**Estratto:**
Vincenzo, condivido tutto ciò che mi hai scritto come risposta.
Anche io fino a poco tempo fa mi consideravo un teorico solitario. Poi, in ragione del fatto che mi sono nati i figli, e certamente dell'età più giovane della tua, ho deciso di agire.
La mia azione si è già trasformata in un'azione collettiva, oggi di quasi deucento persone (a parte i simpatizzanti e chi sta per entrare), però con due notizie fresche che annunciano entrate in gruppo. Bene, anche queste felici notizie che ovviamente attendevamo con gioia, pongono problemi, perché quando in un gruppo di duecento cominciano ad entrare quaranta persone in una provincia e trenta in un'altra, bisogna parlare con chiarezza. Avendo io previsto che il fenomeno potesse accadere e i rischi gravi che esso poteva comportare, in mancanza di una disciplina rigorosa, avevo inserito nell'atto costitutivo una clausola che prevede l'iscrizione soltanto di persone fisiche, non di collettivi o associazioni, clausola che fino ad ora ci ha fatto perdere alcune iscrizioni di persone che evidentemente non erano mature per l'ars. Quindi saranno necessarie lunghe chiacchierate (non trattative; non c'è niente da trattare) per accertare e far dichiarare che si entra nell'ARS in gruppo come somma di singole persone, che non c'è alcun "noi" all'interno dell'ARS, se non l'ARS stessa. Anche la provenienza dei due gruppi è molto diversa. Senza una forte disciplina e senza il pugno di ferro, quando qualcuno sgarra, un progetto come quello dell'ARS, ossia un progetto unitario, con linguaggio comune e non radicale nel senso di declamistico (siamo estremisti ma non fanatici), che implica rinunce (ci sono un paragrafo del progetto e un paragrafo del documento di analisi e proposte che impongono a tutti delle rinunce), non ha nessuna speranza di andare in porto.
Quindi, oltre a una teoria dei contenuti (analisi e proposte) serve una teoria dell'organizzazione (dell'ARS) e una teoria dell'azione (dell'organizzazione, la quale agisce). Come vedi era necessario prevedere che alcuni gruppi volessero entrare come tali e porre una disciplina e prevedere espressamente che nell'ARS entra soltanto chi è capace di rinunciare a parte del suo pensiero e del suo linguaggio.

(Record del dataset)
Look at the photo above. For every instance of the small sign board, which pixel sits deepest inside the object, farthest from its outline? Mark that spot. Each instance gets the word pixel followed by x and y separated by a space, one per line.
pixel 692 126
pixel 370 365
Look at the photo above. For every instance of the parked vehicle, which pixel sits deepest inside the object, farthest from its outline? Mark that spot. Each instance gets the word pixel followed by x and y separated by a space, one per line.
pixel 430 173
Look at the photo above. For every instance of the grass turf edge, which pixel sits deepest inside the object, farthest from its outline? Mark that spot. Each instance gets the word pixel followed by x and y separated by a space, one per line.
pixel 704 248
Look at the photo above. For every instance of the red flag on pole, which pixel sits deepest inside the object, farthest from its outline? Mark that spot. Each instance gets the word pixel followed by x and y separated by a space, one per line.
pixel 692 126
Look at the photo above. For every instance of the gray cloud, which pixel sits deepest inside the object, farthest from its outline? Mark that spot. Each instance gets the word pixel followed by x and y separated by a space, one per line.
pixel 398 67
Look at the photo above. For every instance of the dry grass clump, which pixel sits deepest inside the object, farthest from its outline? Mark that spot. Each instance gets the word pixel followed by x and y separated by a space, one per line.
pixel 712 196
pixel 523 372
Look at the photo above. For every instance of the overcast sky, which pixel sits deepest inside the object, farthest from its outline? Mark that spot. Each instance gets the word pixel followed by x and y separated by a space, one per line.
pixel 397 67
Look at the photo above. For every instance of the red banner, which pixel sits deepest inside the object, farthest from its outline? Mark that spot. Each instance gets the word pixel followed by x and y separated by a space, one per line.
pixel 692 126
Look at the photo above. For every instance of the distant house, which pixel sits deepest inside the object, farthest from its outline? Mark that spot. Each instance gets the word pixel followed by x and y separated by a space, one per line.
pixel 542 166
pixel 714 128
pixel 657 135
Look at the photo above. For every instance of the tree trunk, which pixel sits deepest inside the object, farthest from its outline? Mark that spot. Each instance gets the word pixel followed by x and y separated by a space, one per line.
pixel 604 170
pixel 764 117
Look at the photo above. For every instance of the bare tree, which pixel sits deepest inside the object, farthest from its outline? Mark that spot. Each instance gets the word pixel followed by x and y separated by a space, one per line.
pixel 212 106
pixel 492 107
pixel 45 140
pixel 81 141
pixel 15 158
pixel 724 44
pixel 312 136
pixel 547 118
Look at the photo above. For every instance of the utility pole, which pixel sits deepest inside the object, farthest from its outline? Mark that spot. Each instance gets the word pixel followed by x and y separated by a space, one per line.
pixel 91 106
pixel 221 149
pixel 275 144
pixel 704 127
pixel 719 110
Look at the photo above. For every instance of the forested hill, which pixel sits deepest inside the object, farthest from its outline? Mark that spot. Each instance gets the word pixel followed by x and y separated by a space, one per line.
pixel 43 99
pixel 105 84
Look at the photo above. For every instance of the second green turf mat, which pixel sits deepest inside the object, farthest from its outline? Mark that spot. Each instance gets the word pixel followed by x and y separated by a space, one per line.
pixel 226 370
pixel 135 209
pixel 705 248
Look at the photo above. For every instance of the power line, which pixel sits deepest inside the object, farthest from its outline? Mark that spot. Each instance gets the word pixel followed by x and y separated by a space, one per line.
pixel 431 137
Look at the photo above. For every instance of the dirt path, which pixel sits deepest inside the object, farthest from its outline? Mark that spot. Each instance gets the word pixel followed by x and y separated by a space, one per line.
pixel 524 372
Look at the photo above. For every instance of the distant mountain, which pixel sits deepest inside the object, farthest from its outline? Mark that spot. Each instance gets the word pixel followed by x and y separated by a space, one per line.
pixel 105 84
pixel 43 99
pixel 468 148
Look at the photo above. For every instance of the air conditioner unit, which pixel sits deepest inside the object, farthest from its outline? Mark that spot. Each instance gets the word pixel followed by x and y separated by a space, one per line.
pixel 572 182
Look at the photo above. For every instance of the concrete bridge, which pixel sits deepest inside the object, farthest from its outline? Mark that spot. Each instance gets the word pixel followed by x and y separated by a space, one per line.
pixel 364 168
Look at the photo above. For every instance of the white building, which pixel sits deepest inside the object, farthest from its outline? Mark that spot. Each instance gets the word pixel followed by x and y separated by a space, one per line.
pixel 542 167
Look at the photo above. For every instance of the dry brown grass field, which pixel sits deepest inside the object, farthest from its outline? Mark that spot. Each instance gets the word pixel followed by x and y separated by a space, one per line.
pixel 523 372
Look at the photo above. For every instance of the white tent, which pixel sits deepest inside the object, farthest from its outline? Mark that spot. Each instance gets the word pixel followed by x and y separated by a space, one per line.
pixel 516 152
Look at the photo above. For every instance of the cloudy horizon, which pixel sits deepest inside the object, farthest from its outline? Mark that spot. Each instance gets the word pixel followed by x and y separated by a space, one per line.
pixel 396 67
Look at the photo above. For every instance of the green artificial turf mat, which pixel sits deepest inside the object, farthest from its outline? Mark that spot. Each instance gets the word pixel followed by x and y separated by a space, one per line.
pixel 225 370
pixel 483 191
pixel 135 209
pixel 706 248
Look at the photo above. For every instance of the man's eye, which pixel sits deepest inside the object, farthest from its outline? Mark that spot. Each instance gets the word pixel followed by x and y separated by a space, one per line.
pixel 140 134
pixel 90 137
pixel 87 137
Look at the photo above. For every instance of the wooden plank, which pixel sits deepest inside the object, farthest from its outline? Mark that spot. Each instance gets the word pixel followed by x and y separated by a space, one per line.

**Compiti:**
A: Riassumi in due frasi la lettera sull'ARS.
B: Scrivi il seguito della lettera sull'ARS, partendo dopo la sua ultima frase.
Le voci non servono per svolgere il lavoro.

**Risposte in ordine:**
A: Chi scrive ha deciso di agire dopo la nascita dei figli, e la sua azione, ora collettiva e di quasi duecento persone, deve gestire l'ingresso di interi gruppi, motivo per cui l'atto costitutivo ammette soltanto persone fisiche e non collettivi o associazioni. Senza una disciplina rigorosa il progetto unitario dell'ARS non ha speranza di riuscire, perciò oltre a una teoria dei contenuti servono una teoria dell'organizzazione e una dell'azione, e può entrare solo chi sa rinunciare a parte del proprio pensiero e del proprio linguaggio.

B:
La mia idea è che soltanto organizzazioni collettive come l'ARS si possano un giorno sedere attorno a un tavolo e dire: noi siamo presenti qua e qua. Poi sommare la radicazione territoriale in modo da coprire quasi tutto il territorio nazionale. Quindi assicurare che ogni gruppo è coeso e disciplinato, perché si è costruito con disciplina da un bel po' di tempo, nonché una rete di collegamenti territoriali. Infine aver prodotto in nuce una nuova classe dirigente, composta da persone che si sono impegnate con abnegazione, che hanno dedicato tempo alla costruzione del progetto quando sembrava un sogno visionario, che hanno dimostrato di saper parlare e capire testi complessi. A quel punto la lista elettorale ma anche una vera alleanza si fa in quarantotto ore. Per il partito serve altro: serve una chiara egemonia di uno o due gruppi; serve che la sorte voglia che i capi di questi due o tre gruppi abbiano uno spirito unitario e animo altruistico. E altro ancora.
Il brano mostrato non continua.